START Data for the task
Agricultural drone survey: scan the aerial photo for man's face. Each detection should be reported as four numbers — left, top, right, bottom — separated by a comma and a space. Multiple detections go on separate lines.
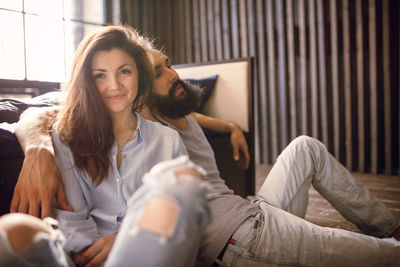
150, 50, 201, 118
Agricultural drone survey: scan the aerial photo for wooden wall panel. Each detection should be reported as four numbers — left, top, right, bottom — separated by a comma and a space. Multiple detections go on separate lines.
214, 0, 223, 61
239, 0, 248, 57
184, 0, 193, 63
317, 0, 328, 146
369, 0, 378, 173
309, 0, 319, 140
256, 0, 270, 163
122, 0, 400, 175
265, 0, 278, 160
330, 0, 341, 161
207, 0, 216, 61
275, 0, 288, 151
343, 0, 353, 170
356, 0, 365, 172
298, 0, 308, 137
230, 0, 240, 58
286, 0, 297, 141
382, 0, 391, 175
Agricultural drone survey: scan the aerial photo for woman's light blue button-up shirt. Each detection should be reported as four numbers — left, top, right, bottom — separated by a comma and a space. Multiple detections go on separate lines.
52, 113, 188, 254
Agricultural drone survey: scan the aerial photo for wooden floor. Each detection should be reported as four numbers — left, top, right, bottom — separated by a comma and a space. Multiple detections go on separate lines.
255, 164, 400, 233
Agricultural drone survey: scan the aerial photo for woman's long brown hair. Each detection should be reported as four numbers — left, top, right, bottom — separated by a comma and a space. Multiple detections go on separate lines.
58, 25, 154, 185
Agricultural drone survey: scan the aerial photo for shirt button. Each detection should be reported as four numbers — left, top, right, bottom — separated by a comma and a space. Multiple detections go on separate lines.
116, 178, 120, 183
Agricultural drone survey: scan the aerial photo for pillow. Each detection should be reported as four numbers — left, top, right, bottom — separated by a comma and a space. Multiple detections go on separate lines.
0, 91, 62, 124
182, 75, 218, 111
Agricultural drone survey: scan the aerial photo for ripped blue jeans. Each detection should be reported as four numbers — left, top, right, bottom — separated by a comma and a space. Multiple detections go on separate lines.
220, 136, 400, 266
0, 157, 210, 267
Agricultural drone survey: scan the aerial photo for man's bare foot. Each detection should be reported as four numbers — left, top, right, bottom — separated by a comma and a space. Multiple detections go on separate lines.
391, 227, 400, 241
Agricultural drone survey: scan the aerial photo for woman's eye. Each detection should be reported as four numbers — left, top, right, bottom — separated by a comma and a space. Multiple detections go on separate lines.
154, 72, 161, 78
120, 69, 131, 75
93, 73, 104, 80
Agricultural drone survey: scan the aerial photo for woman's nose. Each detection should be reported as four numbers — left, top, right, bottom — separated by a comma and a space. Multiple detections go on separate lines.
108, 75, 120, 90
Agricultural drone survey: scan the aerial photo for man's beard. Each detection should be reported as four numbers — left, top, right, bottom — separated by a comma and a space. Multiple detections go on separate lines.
END Data for the task
START Data for the task
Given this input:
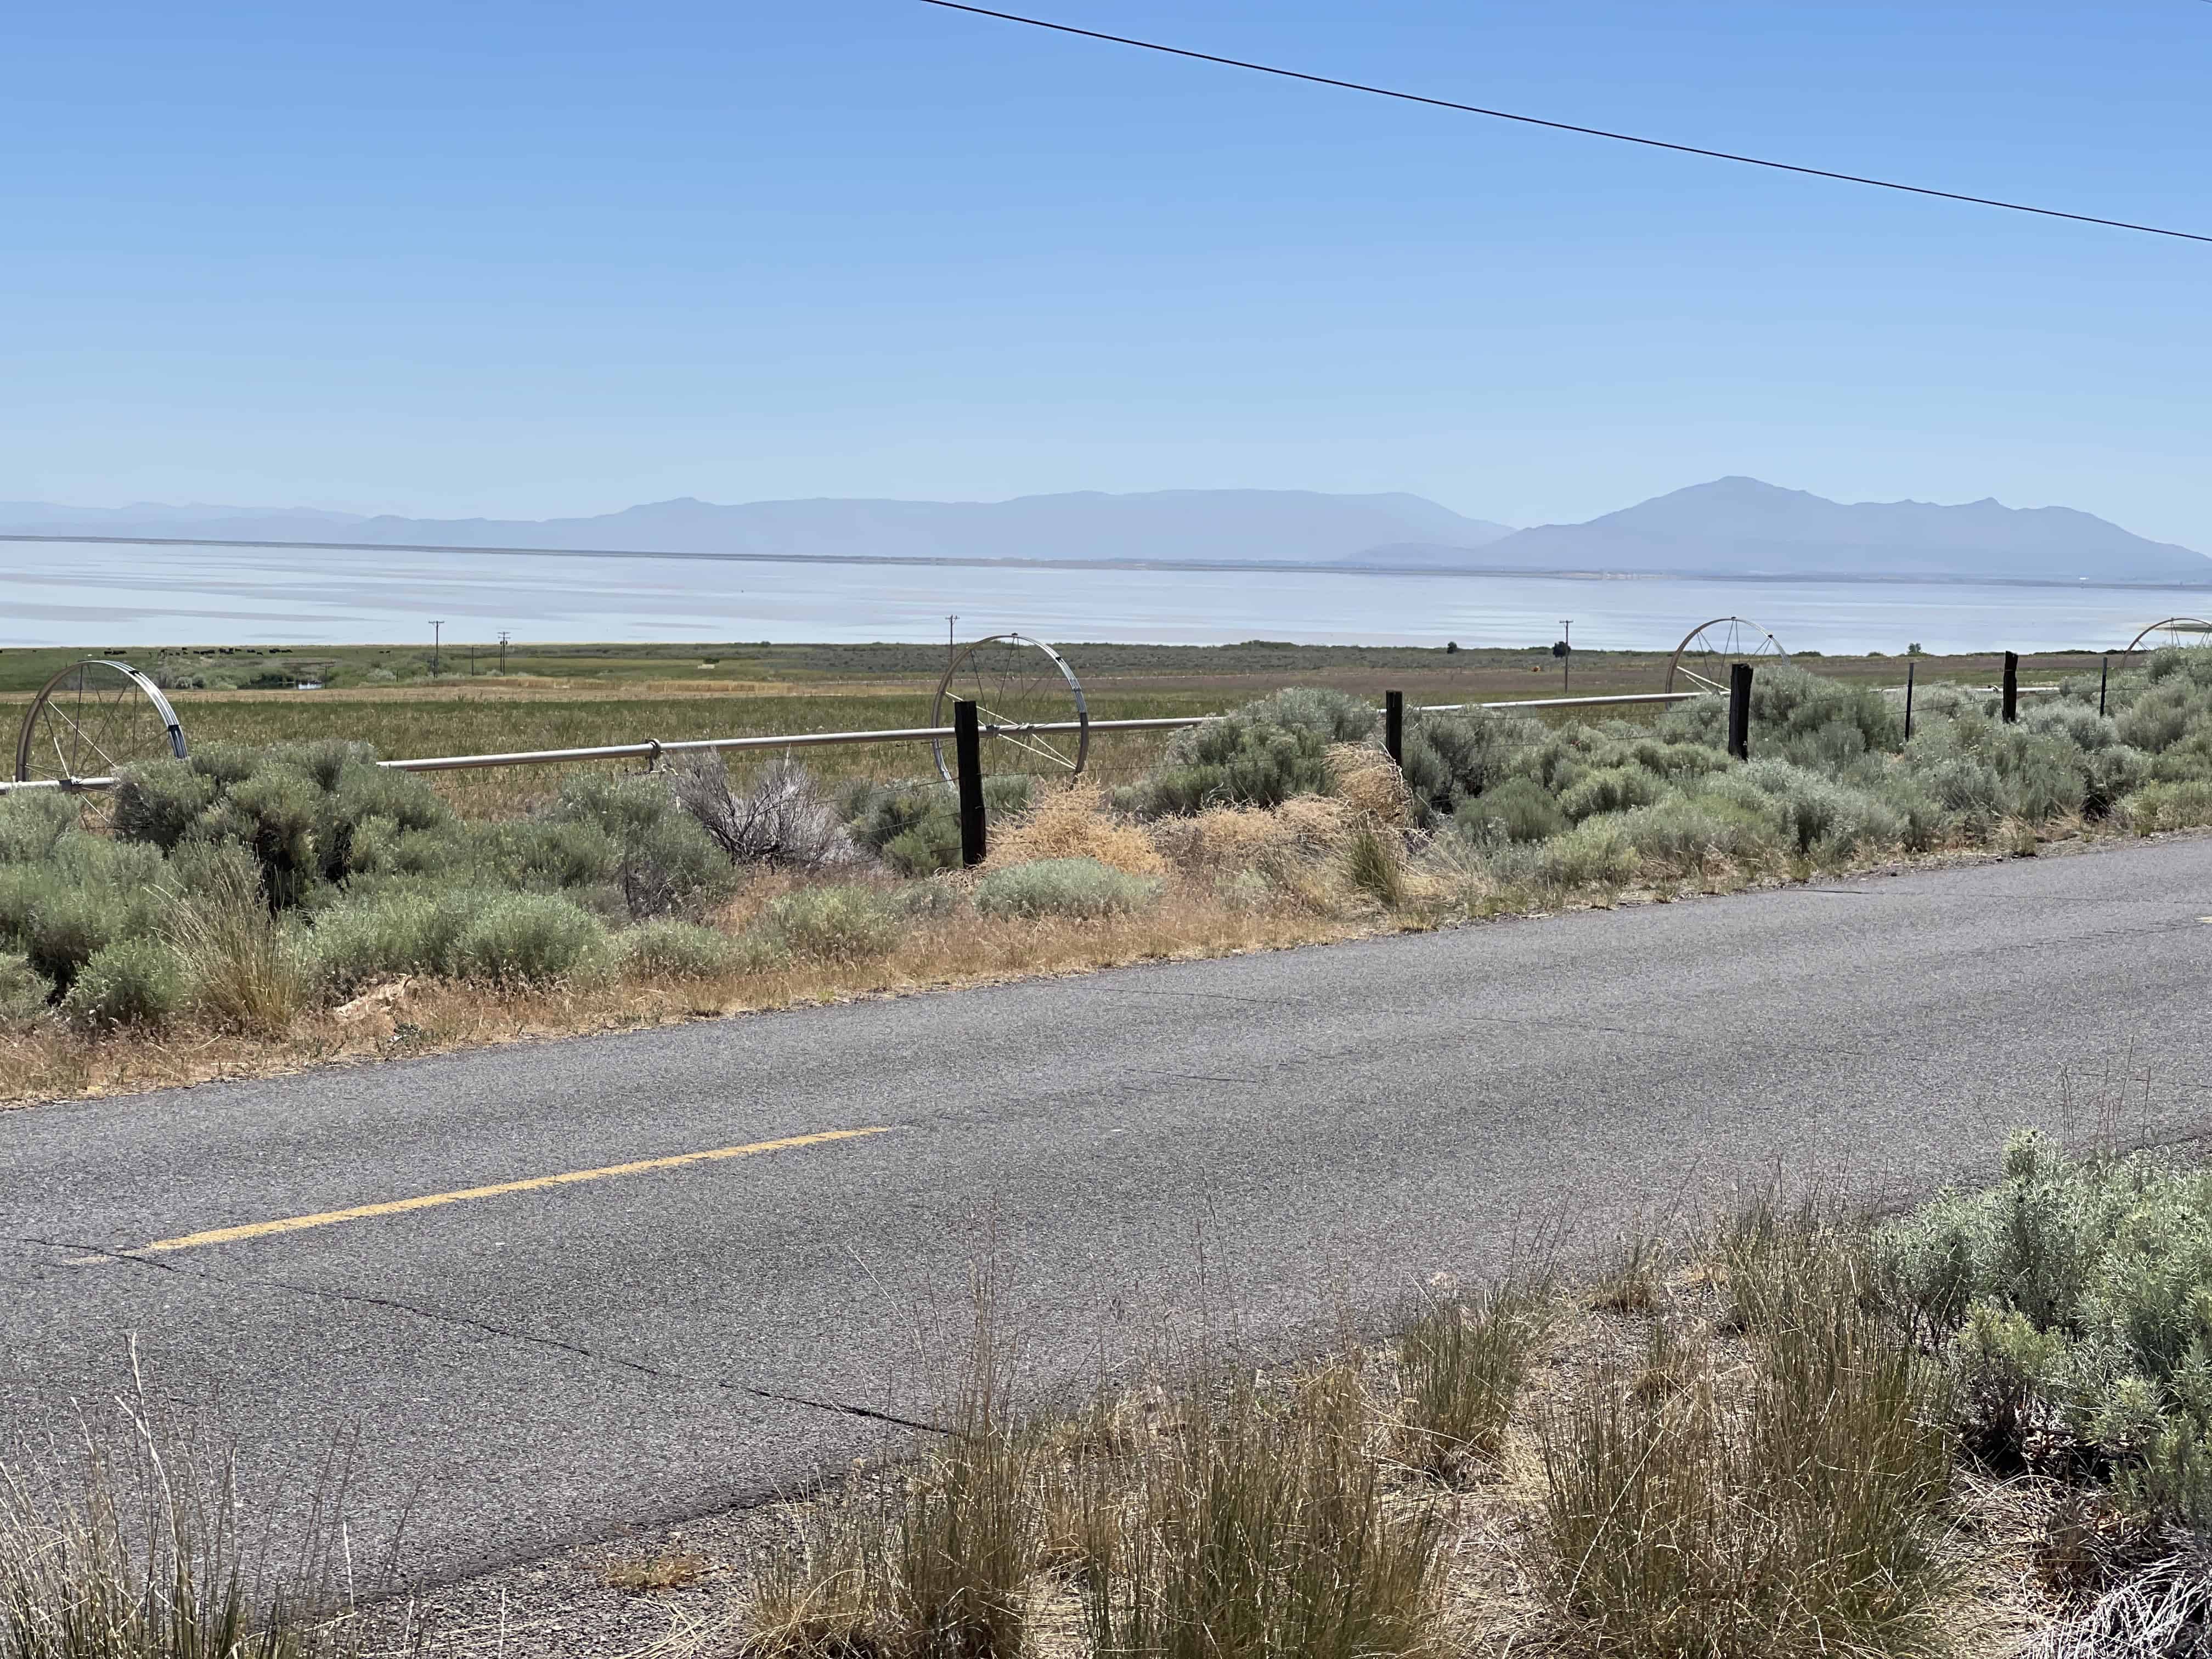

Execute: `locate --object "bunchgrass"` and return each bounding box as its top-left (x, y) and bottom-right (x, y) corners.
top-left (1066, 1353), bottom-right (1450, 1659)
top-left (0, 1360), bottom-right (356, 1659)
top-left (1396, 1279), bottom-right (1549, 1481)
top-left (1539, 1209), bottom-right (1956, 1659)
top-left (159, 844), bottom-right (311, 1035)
END Data for the task
■ **Goal of the exercise**
Send back an exact copy of only the lines from the line with "for woman's eye." up to and including the line with "for man's beard." in the data above.

■ **Response area**
Agricultural drone survey: scan the aerial photo for woman's eye. Each detection should be reported as four numbers — left, top, right, bottom — separated by a comma and a space. Multiple detections go on separate lines.
154, 72, 161, 78
120, 69, 131, 75
93, 73, 104, 80
Agricultural drone survey: scan the aerial photo for woman's nose. Each detection should be reported as four numbers — left, top, right, bottom — separated by a comma and a space. Multiple detections go on separate lines.
108, 75, 120, 90
Agricultural drone survey: scan the aerial photo for man's beard. Each detection should be reported as four numbers — left, top, right, bottom — separated by a comma and a space. Multiple detections go on separate lines.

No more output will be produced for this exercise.